### Extrait de données
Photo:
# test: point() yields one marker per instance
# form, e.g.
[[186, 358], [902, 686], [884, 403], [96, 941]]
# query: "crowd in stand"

* * *

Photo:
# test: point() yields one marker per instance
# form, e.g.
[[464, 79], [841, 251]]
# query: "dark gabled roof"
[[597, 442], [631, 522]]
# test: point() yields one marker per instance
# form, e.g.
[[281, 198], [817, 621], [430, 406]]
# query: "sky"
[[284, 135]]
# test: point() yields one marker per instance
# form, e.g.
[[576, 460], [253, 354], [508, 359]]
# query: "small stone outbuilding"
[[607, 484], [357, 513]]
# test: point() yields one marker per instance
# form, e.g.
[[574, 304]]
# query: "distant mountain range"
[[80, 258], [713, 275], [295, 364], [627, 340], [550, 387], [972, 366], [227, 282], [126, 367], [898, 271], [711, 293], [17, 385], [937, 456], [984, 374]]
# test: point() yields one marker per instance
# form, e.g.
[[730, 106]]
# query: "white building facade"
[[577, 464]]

---

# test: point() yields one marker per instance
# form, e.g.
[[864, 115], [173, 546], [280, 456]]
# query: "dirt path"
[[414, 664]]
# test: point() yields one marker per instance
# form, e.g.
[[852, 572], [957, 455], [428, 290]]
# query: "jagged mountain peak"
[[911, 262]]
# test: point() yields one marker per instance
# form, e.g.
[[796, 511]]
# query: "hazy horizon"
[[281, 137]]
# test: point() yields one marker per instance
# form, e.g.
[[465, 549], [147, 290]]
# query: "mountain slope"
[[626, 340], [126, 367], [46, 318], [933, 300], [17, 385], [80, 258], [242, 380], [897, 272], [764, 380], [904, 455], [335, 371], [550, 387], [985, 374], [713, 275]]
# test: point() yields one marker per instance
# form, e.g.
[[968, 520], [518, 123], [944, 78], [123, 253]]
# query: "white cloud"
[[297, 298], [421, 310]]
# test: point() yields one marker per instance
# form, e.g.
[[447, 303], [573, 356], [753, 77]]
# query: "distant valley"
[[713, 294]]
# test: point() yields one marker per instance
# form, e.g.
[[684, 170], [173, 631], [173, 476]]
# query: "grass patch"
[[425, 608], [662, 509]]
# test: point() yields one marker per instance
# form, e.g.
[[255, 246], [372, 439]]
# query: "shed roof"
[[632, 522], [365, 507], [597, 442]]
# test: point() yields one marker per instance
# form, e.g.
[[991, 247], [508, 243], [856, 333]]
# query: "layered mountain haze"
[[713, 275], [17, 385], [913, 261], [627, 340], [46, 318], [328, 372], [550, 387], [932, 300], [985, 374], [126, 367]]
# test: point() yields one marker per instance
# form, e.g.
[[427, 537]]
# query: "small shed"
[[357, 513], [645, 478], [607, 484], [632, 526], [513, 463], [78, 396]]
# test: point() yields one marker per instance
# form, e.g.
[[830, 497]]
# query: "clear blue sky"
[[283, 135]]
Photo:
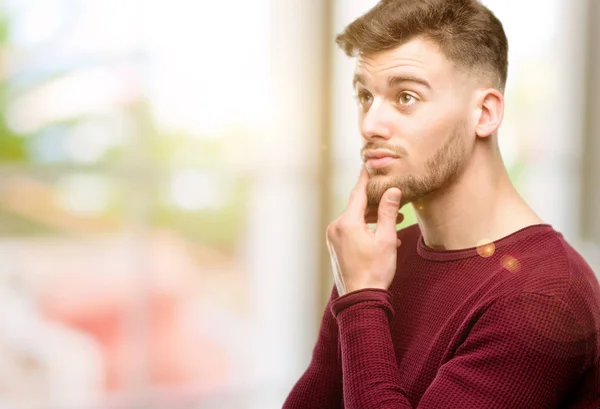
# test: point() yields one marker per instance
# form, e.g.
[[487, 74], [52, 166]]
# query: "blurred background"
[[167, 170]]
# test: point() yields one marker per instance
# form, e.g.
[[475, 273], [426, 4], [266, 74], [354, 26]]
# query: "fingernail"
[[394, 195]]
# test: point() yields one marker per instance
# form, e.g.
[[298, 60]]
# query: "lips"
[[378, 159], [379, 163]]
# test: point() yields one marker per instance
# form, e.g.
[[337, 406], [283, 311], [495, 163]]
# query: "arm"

### Consigne
Déterminez combien de lignes du matériau ci-dessus contiennent le mot « small ». Donnez uniquement ce nombre.

### Corrigé
2